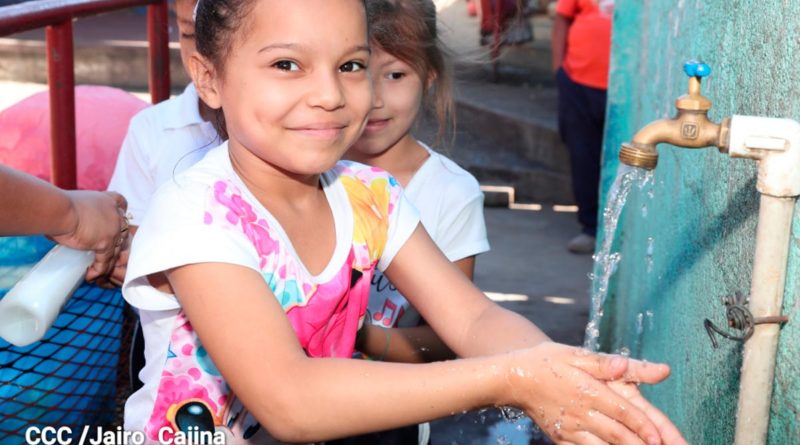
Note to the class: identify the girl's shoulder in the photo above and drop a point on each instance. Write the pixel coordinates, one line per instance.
(365, 174)
(444, 175)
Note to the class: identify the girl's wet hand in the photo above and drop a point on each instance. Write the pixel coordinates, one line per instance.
(670, 435)
(564, 390)
(99, 225)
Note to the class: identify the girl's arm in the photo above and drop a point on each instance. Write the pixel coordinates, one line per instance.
(84, 220)
(418, 344)
(301, 399)
(472, 325)
(463, 317)
(558, 41)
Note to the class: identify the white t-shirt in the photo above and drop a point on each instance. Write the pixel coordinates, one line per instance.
(450, 205)
(207, 214)
(162, 140)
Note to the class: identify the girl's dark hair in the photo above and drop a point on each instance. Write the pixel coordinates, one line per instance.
(217, 24)
(406, 29)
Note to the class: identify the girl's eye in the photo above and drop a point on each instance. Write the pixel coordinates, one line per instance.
(286, 65)
(352, 67)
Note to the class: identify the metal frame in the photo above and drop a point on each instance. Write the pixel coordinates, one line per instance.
(57, 17)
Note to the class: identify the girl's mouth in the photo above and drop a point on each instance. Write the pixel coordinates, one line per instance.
(377, 124)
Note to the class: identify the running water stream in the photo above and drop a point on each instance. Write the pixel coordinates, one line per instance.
(606, 260)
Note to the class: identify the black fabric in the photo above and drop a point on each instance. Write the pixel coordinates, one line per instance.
(581, 119)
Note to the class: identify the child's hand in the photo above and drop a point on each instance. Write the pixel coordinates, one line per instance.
(98, 224)
(564, 389)
(669, 433)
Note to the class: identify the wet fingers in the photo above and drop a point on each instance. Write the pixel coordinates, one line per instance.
(617, 408)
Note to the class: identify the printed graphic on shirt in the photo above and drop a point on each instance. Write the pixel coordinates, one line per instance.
(192, 395)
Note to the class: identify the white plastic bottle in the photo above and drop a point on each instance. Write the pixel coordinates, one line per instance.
(32, 305)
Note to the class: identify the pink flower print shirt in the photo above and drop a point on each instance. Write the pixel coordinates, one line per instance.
(325, 313)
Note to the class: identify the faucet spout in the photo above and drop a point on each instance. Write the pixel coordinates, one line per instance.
(690, 128)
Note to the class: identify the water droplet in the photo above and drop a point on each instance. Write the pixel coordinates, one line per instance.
(511, 414)
(639, 323)
(649, 315)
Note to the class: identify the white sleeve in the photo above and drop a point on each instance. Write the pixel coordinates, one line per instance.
(134, 177)
(461, 230)
(403, 220)
(175, 232)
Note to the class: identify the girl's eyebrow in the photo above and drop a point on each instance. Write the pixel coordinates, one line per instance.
(274, 46)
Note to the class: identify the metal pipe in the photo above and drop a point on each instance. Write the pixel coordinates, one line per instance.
(61, 79)
(38, 14)
(158, 37)
(766, 298)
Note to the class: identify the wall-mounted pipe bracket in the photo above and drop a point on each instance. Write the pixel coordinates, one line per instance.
(739, 318)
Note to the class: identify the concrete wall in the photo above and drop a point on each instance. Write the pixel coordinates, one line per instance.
(687, 237)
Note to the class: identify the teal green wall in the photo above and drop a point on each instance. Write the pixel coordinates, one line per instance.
(687, 238)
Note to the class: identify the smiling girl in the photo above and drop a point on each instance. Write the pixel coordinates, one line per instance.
(269, 244)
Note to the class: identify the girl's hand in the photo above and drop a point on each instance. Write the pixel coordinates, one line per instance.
(669, 433)
(98, 224)
(565, 391)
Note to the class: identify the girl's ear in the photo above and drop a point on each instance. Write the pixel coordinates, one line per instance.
(204, 77)
(431, 79)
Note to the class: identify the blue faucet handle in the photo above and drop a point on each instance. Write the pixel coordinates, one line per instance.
(694, 68)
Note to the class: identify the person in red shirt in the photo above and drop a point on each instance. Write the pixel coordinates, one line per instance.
(581, 47)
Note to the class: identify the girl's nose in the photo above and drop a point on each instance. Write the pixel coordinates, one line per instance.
(327, 92)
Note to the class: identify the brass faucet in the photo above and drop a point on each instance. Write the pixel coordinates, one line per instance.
(690, 128)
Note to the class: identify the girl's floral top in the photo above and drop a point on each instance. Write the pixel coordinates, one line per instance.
(208, 215)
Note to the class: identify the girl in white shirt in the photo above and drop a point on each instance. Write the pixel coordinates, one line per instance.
(410, 72)
(267, 245)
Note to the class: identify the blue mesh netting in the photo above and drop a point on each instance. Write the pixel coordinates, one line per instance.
(69, 378)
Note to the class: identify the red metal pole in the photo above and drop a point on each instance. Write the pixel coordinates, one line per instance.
(61, 79)
(158, 37)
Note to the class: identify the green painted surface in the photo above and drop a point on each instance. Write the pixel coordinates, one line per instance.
(687, 238)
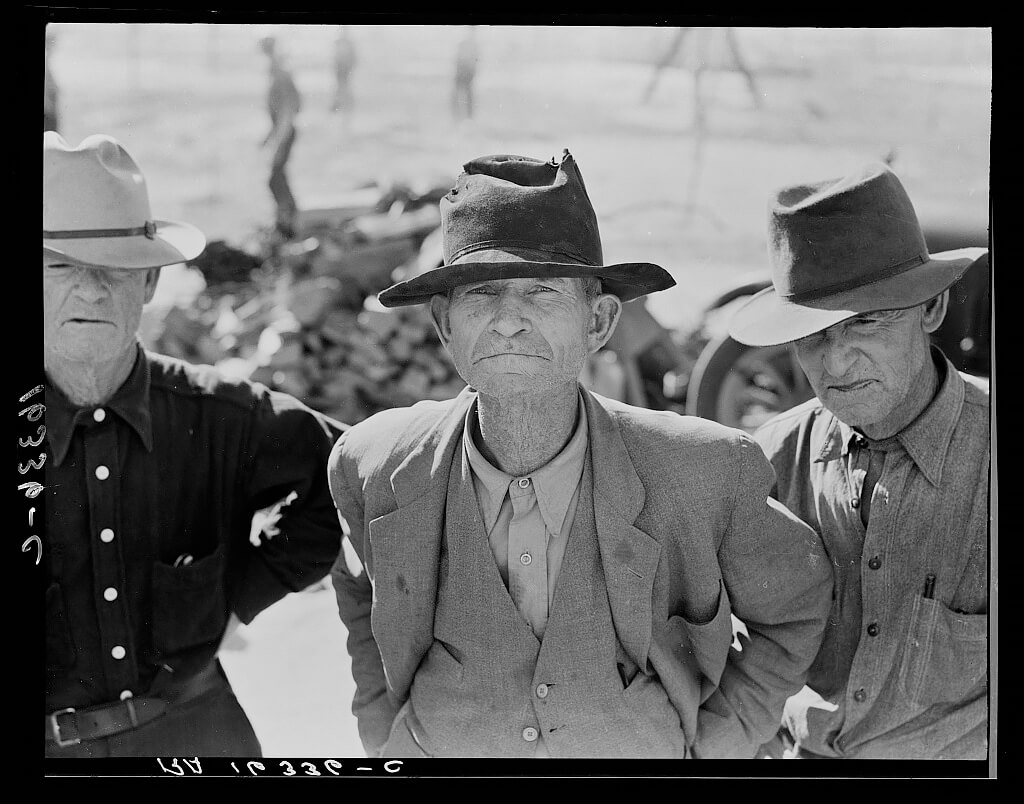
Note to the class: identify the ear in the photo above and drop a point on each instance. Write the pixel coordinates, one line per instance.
(439, 315)
(604, 315)
(152, 277)
(934, 311)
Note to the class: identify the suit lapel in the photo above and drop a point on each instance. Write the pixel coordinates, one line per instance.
(406, 548)
(629, 555)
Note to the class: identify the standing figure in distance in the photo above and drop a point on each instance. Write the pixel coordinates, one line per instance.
(466, 57)
(155, 469)
(283, 102)
(889, 463)
(531, 569)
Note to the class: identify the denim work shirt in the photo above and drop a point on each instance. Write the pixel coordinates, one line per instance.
(150, 502)
(906, 672)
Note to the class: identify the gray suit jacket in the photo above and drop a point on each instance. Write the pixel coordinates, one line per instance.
(687, 538)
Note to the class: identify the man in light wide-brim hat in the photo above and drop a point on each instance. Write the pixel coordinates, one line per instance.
(154, 471)
(890, 464)
(541, 572)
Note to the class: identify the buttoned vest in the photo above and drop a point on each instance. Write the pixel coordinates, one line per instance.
(487, 687)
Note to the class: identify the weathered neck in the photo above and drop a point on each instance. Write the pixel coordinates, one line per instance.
(522, 432)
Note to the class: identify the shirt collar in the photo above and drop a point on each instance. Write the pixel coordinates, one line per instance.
(130, 402)
(926, 439)
(554, 483)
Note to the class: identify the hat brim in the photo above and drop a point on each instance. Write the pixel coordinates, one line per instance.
(173, 242)
(626, 280)
(767, 320)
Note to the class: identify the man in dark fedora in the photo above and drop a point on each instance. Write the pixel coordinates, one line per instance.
(154, 471)
(889, 464)
(535, 570)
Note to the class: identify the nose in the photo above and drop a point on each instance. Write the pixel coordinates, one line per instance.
(90, 285)
(508, 320)
(837, 355)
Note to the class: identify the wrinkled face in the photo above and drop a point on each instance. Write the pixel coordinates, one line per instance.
(864, 369)
(92, 313)
(522, 335)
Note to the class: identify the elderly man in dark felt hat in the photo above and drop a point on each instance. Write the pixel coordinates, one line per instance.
(154, 471)
(535, 570)
(890, 464)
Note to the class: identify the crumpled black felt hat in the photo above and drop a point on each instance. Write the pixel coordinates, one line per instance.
(512, 216)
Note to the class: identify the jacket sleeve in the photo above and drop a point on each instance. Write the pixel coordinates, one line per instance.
(372, 705)
(286, 488)
(779, 583)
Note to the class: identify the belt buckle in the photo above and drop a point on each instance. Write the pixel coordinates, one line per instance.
(56, 728)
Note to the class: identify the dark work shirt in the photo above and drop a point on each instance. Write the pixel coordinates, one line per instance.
(150, 504)
(903, 674)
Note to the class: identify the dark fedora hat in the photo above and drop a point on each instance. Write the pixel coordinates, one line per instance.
(842, 247)
(513, 216)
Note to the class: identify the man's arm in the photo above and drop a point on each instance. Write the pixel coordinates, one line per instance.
(779, 584)
(288, 449)
(372, 706)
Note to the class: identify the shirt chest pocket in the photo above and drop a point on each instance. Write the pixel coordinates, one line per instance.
(946, 654)
(189, 605)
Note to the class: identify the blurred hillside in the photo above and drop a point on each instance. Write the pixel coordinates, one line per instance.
(187, 99)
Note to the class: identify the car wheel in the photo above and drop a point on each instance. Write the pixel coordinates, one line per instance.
(743, 386)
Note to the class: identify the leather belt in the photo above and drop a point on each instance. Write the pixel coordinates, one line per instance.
(70, 726)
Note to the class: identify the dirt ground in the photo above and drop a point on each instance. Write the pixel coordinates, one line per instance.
(187, 100)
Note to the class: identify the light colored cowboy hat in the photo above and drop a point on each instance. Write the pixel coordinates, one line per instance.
(96, 209)
(513, 216)
(842, 247)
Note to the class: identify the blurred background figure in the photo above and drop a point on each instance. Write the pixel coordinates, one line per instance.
(283, 102)
(50, 94)
(466, 56)
(344, 62)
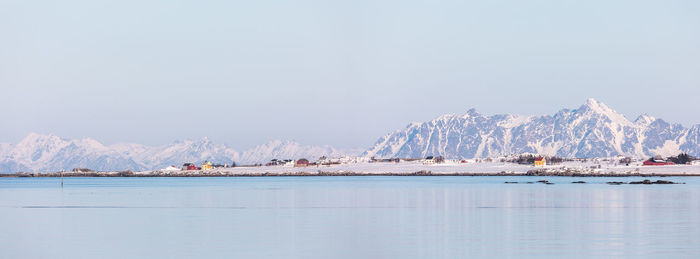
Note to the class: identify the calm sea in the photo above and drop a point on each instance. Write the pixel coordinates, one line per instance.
(347, 217)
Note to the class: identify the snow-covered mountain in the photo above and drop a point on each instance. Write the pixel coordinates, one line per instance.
(592, 130)
(38, 152)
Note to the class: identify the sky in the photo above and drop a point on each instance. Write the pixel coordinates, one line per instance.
(340, 73)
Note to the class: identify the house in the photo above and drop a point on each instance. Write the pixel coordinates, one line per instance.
(657, 162)
(540, 161)
(207, 165)
(301, 163)
(170, 168)
(189, 166)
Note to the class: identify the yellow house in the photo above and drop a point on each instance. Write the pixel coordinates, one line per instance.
(540, 161)
(206, 165)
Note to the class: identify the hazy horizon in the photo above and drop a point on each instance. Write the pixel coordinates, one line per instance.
(339, 74)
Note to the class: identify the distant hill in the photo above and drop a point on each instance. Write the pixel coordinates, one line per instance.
(37, 152)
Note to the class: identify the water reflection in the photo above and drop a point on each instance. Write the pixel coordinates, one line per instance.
(345, 217)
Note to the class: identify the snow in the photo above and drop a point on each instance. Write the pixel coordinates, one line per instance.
(471, 167)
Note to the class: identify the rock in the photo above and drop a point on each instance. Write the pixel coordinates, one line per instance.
(650, 182)
(615, 183)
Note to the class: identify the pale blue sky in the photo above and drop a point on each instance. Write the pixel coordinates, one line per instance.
(332, 72)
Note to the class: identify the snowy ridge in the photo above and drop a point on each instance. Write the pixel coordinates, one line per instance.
(50, 153)
(592, 130)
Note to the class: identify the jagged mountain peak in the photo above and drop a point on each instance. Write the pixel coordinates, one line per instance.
(645, 119)
(592, 130)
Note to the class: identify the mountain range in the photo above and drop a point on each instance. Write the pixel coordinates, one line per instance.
(50, 153)
(592, 130)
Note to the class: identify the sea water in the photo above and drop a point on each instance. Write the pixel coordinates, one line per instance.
(347, 217)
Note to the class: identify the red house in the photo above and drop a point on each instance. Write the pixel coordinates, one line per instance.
(189, 166)
(302, 163)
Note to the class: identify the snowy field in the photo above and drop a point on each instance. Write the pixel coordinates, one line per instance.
(452, 168)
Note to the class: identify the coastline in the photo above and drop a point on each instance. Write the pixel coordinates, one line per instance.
(576, 169)
(330, 174)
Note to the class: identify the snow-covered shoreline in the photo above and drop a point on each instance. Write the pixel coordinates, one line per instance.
(410, 168)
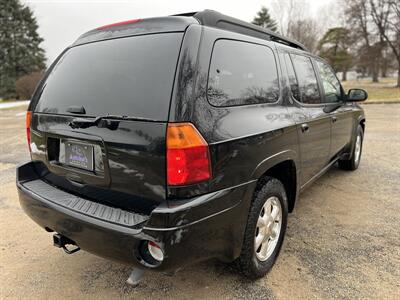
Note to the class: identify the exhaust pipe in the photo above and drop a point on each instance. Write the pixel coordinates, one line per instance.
(61, 241)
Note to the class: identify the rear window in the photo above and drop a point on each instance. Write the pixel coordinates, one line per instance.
(129, 76)
(242, 73)
(307, 79)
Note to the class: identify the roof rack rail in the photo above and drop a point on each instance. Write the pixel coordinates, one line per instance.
(215, 19)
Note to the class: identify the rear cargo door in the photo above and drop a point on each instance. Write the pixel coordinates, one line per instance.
(99, 124)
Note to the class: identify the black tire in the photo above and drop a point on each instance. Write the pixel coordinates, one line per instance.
(353, 163)
(248, 261)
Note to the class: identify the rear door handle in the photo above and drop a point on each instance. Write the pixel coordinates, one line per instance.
(304, 127)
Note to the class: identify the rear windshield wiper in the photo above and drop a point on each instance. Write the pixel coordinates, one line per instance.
(107, 121)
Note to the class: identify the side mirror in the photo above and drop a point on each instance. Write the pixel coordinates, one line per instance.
(357, 95)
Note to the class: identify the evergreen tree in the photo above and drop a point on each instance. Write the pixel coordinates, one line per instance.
(264, 20)
(20, 51)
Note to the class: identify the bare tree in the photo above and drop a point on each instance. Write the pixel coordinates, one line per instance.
(306, 32)
(386, 16)
(359, 20)
(295, 22)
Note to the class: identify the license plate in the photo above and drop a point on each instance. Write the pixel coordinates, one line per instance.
(79, 155)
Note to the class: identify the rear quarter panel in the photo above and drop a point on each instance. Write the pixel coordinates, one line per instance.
(245, 141)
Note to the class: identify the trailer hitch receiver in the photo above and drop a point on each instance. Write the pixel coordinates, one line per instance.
(61, 241)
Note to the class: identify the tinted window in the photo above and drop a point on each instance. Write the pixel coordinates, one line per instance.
(330, 83)
(294, 86)
(128, 76)
(242, 73)
(307, 80)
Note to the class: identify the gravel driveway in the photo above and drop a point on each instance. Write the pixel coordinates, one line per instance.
(343, 239)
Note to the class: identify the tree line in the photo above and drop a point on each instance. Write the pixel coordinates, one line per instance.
(22, 59)
(360, 35)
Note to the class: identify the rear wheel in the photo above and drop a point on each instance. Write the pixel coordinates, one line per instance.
(354, 161)
(265, 229)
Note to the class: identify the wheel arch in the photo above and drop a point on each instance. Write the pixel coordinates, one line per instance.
(284, 167)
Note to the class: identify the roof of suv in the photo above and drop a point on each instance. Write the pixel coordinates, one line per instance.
(179, 22)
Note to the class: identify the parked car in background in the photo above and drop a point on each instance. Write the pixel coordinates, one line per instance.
(166, 141)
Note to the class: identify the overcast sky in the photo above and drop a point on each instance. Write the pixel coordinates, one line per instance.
(61, 22)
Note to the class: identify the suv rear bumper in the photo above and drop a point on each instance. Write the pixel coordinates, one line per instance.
(206, 226)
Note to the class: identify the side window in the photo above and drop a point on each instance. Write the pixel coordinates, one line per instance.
(308, 84)
(330, 83)
(242, 73)
(294, 86)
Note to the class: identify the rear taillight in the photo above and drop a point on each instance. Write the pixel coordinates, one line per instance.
(188, 158)
(28, 128)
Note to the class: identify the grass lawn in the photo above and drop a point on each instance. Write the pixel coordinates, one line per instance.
(384, 90)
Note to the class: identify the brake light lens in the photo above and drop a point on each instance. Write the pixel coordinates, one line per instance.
(188, 158)
(28, 128)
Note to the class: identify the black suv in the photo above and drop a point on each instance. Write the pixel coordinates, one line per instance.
(165, 141)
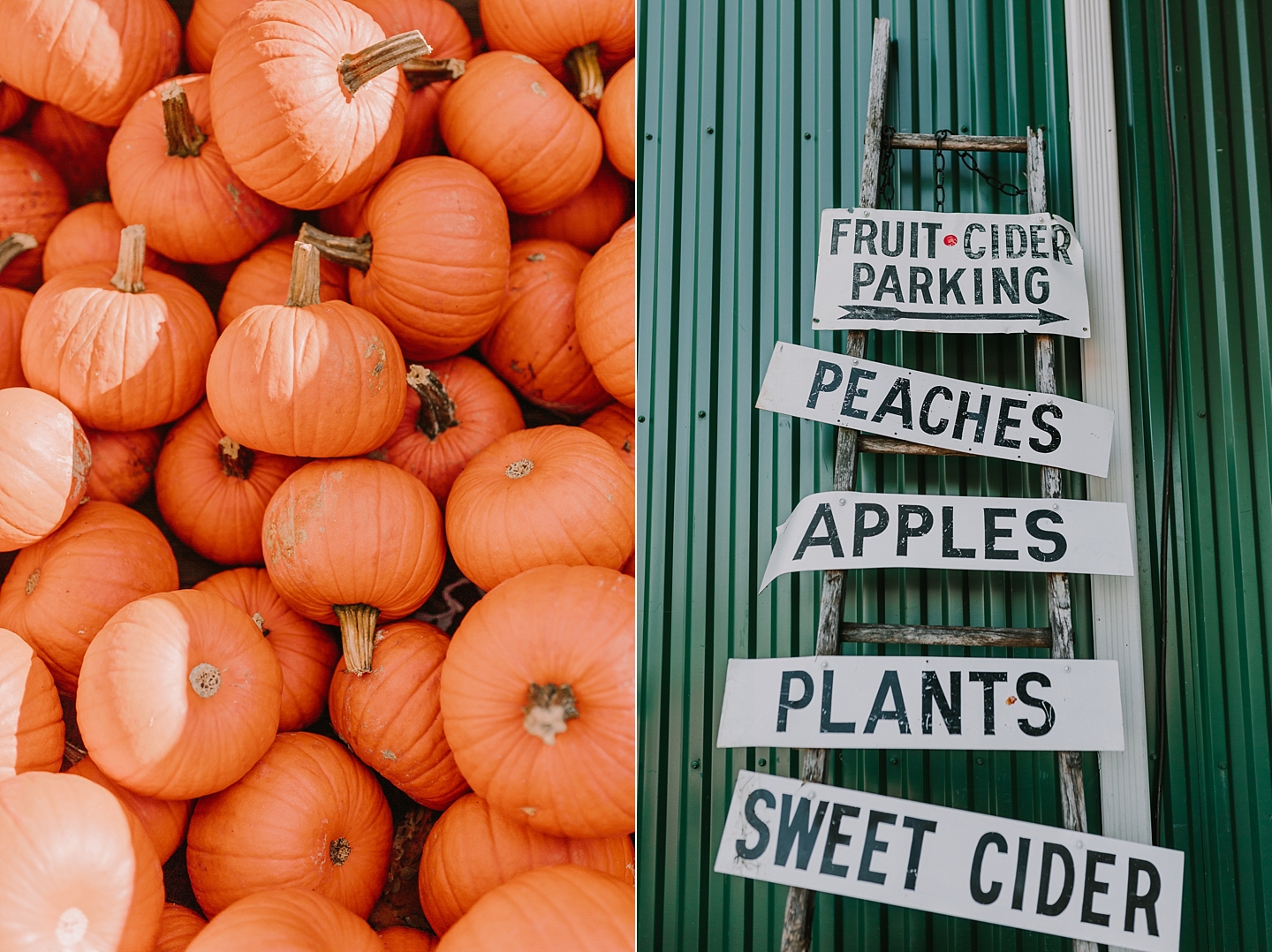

## TASK GOAL
Rewrite the rows from the line with "Note to the class: identify the black suv" through the end of the rows, changing "suv" to "SUV" and keeping everything else the same. Do not include the pictures in your answer.

## WRITTEN ANSWER
Note to the class: identify the black SUV in the photo above and drop a point on each instance. Write the pixel coordinates, one line per instance.
(165, 141)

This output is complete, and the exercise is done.